--- Task brief ---
Copy out all of the material below, swapping every "tab character" for "single space" and leaving everything else unchanged.

══════════════════════════════

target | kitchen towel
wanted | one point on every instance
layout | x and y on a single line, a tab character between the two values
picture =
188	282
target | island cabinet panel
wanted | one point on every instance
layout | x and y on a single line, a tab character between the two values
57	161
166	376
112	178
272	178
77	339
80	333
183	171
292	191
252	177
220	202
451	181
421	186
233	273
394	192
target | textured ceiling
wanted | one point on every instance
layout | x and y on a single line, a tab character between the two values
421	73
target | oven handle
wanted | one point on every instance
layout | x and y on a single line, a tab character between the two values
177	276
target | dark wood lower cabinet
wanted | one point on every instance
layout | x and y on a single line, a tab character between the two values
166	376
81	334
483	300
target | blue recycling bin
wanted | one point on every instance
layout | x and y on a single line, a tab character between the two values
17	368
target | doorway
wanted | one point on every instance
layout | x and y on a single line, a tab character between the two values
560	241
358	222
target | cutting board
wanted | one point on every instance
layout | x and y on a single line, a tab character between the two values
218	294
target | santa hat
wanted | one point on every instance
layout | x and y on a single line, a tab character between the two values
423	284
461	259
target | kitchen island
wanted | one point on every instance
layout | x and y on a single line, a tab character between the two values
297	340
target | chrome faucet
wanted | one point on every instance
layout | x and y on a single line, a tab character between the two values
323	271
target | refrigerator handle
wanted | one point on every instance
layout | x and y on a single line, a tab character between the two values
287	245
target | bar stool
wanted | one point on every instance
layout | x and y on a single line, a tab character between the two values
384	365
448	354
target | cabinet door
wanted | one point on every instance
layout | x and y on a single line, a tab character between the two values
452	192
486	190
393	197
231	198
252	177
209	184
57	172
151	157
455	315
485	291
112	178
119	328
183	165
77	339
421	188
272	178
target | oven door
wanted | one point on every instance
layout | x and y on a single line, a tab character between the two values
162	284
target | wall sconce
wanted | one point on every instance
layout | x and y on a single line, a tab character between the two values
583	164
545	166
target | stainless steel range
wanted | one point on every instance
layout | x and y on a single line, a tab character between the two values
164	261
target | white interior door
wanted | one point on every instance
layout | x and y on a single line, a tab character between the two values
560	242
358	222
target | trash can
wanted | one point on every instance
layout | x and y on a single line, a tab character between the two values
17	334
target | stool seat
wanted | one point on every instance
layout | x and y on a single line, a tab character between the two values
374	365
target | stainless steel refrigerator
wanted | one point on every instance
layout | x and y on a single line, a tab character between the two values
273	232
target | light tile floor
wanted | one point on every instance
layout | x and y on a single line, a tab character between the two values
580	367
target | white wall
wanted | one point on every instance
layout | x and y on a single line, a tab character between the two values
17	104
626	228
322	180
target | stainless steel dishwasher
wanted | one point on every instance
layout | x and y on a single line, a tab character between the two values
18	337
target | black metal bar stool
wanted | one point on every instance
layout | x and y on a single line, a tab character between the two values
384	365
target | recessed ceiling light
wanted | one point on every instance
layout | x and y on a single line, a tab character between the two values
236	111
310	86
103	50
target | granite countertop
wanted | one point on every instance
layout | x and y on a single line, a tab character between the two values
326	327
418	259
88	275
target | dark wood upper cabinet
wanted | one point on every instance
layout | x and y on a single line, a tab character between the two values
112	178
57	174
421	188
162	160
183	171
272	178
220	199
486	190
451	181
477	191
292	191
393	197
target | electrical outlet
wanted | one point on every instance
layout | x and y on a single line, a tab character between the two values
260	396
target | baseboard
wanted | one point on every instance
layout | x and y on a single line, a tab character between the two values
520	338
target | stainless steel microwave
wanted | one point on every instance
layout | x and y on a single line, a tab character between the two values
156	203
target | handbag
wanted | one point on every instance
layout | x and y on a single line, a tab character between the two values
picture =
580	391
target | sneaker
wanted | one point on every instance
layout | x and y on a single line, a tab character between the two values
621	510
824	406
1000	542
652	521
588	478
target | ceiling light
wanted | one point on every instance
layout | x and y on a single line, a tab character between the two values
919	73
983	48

══════════════════════════════

--- Exercise response ---
target | kitchen towel
wanted | one point on every instance
layout | x and y on a single line, a single space between the two values
picture =
188	282
target | island cabinet panel
wanted | one point on every instance
layout | x and y on a single line, a single space between the two values
57	161
166	376
112	178
272	178
77	339
80	333
183	171
292	191
252	177
220	202
451	181
421	186
233	273
394	192
target | textured ceiling
wanted | one point on every instance
layout | x and y on a single line, a single space between the two values
421	73
target | oven handle
wanted | one point on every instance
layout | x and y on a single line, a single space between the two values
177	276
target | dark wood lower cabinet
wanted | one point on every instance
layout | x and y on a single line, a single space between the two values
166	376
81	334
483	300
target | blue recycling bin
wanted | one point on every instance
layout | x and y on a single line, a single space between the two values
17	368
target | doorway
wanted | one point on every instance
layout | x and y on a single line, a single space between the two values
560	241
358	222
target | cutting board
wanted | one point on every instance
layout | x and y on a single line, a single space between the two values
218	294
target | santa hat
wanted | one point on every instance
layout | x and y on a single line, a single space between the two values
423	284
461	259
target | kitchen island
wanted | one point on every instance
layout | x and y on a single line, a single space between the two values
297	340
target | chrome faucet
wanted | one point on every instance
layout | x and y on a single line, a single space between the two values
323	271
target | refrigerator handle
wanted | one point on every instance
layout | x and y on a single line, a single space between the two values
287	245
target | bar stool
wanted | one point on every instance
layout | x and y on a single line, a single space between the two values
384	365
448	354
target | cabinet door
wanted | one point on every instance
layout | x and y on a single line, a single space between the two values
452	192
486	190
393	197
231	198
252	177
209	184
57	172
151	157
455	315
485	291
112	178
119	328
183	165
77	339
421	188
272	178
target | oven door
wanted | one point on every instance
layout | x and y on a single line, a single space between the two values
162	284
target | wall sconce
wanted | one point on every instance
layout | x and y on a single line, a single space between the two values
583	164
545	166
target | stainless steel range
wanted | one point on every instance
layout | x and y on a single line, a single space between the two values
164	261
target | white interior door
wanted | one point on every instance
layout | x and y on a single line, a single space between the two values
560	242
358	222
target | trash can
wanted | one point on every instance
layout | x and y on a single line, a single space between the two values
17	334
target | stool seat
wanted | one point on every instance
layout | x and y on a single line, a single space between the two values
374	365
target | stainless steel refrigerator
wanted | one point on every instance
layout | x and y on a single line, a single space between the two values
273	232
target | light tile floor
wanted | one point on every instance
layout | x and y on a single line, a single space between the two values
580	367
target | white wall
wanted | one point on every instance
layout | x and y on a single line, a single space between the two values
17	104
626	228
322	180
target | stainless steel dishwasher
wanted | one point on every instance
layout | x and y on a single line, a single space between the two values
18	337
target | black metal bar stool
wanted | one point on every instance
layout | x and y on a single line, a single space between the two values
384	365
target | recessed ceiling light
wanted | one point on every instance
layout | x and y on a single line, a single space between the two values
236	111
310	86
103	50
target | granite countertop
wanted | one point on every instance
layout | x and y on a single line, a single space between the two values
326	327
418	259
88	275
target | dark wood upper cabinet
wanted | one point on every instance
layout | x and y on a single line, a single space between the two values
112	178
57	174
421	188
162	160
183	171
272	178
220	199
486	190
451	181
477	191
292	191
393	197
target | electrical outlet
wanted | one point on every instance
layout | x and y on a single line, a single space between the two values
260	396
target | baseboard
wanted | one point on every instance
layout | x and y on a single line, a single space between the two values
520	338
target | stainless steel microwave
wanted | one point on every instance
layout | x and y on a single line, a single space between the two values
156	203
target | handbag
wanted | one point on every instance
layout | x and y on a single line, a single space between the two values
picture =
580	391
target | sneaker
wanted | one point on every instance
layout | x and y on a single line, a single space between the two values
621	510
824	406
1000	542
652	521
588	478
target | ceiling light
wanted | one point on every instance
layout | x and y on a single line, a single space between the two values
919	73
983	48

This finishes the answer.